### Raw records
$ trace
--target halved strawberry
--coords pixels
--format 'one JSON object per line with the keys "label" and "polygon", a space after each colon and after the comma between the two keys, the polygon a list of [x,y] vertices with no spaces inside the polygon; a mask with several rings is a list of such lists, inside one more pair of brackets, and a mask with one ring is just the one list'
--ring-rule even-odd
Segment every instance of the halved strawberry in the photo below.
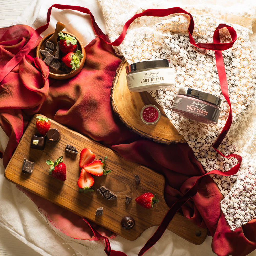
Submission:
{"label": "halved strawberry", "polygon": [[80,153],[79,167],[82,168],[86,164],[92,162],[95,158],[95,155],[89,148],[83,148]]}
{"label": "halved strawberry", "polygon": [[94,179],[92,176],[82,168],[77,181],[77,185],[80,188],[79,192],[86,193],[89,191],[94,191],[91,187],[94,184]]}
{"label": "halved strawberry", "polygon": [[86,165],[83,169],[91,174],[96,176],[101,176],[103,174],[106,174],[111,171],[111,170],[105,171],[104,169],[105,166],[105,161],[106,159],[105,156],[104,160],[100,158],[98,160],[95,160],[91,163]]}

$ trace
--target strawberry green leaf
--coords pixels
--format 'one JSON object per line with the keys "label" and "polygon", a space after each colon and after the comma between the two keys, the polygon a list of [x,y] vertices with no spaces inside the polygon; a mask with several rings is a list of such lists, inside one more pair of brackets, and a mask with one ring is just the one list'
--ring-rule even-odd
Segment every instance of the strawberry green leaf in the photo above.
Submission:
---
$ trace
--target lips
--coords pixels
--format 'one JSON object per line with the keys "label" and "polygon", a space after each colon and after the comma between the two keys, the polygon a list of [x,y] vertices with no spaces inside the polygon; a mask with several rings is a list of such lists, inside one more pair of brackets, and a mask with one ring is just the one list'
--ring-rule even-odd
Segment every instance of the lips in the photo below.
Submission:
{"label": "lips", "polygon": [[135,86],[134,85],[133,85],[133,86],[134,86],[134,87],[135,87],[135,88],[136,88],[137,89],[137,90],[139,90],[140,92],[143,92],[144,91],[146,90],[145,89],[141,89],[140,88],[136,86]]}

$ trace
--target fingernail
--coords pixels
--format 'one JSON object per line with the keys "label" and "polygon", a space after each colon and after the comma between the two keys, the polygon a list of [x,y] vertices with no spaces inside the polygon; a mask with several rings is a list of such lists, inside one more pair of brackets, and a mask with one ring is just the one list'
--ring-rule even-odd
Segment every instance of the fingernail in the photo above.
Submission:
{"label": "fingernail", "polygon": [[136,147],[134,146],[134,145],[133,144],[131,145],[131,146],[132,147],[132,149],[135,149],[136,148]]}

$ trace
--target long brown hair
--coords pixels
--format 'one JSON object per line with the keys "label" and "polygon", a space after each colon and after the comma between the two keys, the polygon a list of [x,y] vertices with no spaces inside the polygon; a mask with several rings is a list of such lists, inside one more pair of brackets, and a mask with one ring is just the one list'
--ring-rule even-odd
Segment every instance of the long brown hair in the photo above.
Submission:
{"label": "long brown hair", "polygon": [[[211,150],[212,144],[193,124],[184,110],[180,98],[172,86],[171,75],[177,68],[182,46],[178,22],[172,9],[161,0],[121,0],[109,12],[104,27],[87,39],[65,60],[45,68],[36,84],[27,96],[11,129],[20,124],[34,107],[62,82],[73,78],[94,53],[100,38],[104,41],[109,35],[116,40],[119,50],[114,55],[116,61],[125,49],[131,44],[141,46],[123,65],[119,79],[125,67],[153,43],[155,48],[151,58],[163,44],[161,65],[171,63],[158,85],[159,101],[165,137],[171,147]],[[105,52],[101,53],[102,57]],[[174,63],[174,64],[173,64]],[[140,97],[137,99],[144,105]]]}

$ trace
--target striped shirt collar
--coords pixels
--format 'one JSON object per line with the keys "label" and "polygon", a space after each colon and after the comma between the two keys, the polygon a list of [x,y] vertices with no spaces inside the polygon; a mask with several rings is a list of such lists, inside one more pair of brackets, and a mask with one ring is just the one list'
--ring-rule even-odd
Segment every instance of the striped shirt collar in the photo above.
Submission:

### WORK INSTRUCTIONS
How many lines of the records contain the string "hair"? Case counts, and the answer should be only the number.

### RESULT FOR THIS TASK
3